For a parent to be forced to bury a child is perhaps one of life’s greatest tragedies. But that tragedy is compounded when the child being buried took their own life because they could no longer bear the agony of the bullying that was a constant in their life, daily.
Director Lee Hirsch’s documentary Bully looks not at those children who bully, but at five of their victims. Two of whom are no longer with us, although they live on in the efforts of their parents to try to prevent their tragic loss of a child from happening to others.
Most are familiar with the battle that the film’s distributor, The Weinstein Company. It fought and lost to get the MPAA to revise their R-rating of Bully and the decision to release it as without a rating. That blockbuster films with tons of graphic, generic violence pass muster with ratings of PG-13, while this film’s offensive language prevented it from receiving the same rating is a travesty of double-standards.
Alex is a student in the Souix City school system and the primary focus of the film’s view of the three surviving victims of bullying. Born after only 26 weeks gestation, Alex’s nickname among his tormentors is “Fish Face.” He is the eldest among several children and clearly loved by his parents. But even his siblings tease him and comment that it is his fault they themselves are teased because he is “creepy”. His parents are unaware of the level of the bullying he is enduring when the film opens, and they might have remained so had the filmmakers not become concerned for his safety and warned the parents and the school district of the alarming increase in his being bullied.
We watch how terribly he is treated while riding the bus to and from school and when one of the school administrators is finally confronted about how unsafe the bus he, she dismisses the parental concern. “I’ve ridden the 54 bus.”
Like the kids would misbehave in front of her.
Ja’Meya is a teenaged girl in Yazoo County, MS and we don’t get to see much of her. Nor do we see any of the torments she’s suffered at the hands of those who bullied her. But we do get to see video of how she reacted when she’d finally reached her limit. She took her mother’s gun with her onto the bus and when some of those who enjoy bullying her start in, she pulls the gun out and brandishes it, terrifying everyone.

**Problem set**:
1) In the review of the documentary Bully, what nickname do Alex's tormentors give him?
2) From the Bully review, extract the passage that begins with the words "For a parent" and ends with "their life, daily.".

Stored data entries
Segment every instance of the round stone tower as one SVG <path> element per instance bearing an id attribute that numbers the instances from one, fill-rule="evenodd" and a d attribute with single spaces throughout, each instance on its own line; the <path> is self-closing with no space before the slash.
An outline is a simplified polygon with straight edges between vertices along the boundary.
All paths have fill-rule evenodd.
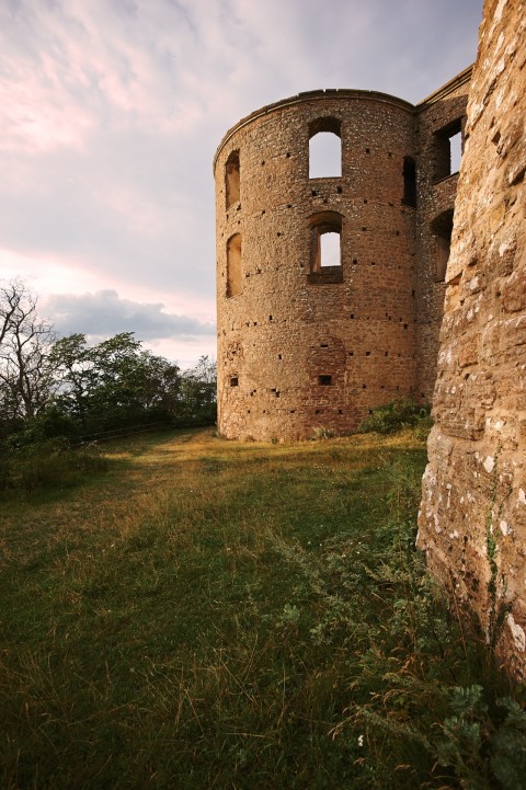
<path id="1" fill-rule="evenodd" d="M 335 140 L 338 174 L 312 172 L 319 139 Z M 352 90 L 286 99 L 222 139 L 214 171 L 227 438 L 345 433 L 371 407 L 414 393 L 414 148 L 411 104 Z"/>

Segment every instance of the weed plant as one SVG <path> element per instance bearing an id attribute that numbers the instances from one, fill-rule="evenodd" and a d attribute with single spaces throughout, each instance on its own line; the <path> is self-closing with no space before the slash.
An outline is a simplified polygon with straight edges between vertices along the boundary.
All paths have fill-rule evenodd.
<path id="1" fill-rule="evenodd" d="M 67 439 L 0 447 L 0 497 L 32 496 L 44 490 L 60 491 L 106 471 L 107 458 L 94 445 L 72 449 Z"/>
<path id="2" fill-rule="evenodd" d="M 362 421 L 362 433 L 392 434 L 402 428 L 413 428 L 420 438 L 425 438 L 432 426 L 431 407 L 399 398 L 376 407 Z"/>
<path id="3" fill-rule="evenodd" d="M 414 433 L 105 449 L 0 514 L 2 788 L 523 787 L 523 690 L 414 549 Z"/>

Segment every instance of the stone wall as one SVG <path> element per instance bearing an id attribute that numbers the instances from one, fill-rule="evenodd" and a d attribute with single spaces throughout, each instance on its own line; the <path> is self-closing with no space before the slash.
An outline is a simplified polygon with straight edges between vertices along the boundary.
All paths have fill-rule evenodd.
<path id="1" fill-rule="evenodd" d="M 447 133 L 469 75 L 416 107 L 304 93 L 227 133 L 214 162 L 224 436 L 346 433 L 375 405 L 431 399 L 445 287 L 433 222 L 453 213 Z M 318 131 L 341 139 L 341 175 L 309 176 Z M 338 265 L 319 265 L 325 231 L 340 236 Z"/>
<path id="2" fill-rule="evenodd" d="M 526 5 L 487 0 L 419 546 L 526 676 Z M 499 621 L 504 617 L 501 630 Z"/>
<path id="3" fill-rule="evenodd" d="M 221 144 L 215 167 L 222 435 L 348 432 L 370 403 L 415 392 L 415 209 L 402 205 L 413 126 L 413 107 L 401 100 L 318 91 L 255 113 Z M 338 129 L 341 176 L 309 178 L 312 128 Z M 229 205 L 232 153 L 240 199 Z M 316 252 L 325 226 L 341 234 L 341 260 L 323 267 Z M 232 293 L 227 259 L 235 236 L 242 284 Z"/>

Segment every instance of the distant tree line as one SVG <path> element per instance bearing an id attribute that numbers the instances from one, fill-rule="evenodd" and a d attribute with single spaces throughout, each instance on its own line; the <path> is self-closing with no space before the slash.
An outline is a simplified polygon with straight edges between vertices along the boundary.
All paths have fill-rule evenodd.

**Responses to the tasks**:
1) "Fish Face."

2)
For a parent to be forced to bury a child is perhaps one of life’s greatest tragedies. But that tragedy is compounded when the child being buried took their own life because they could no longer bear the agony of the bullying that was a constant in their life, daily.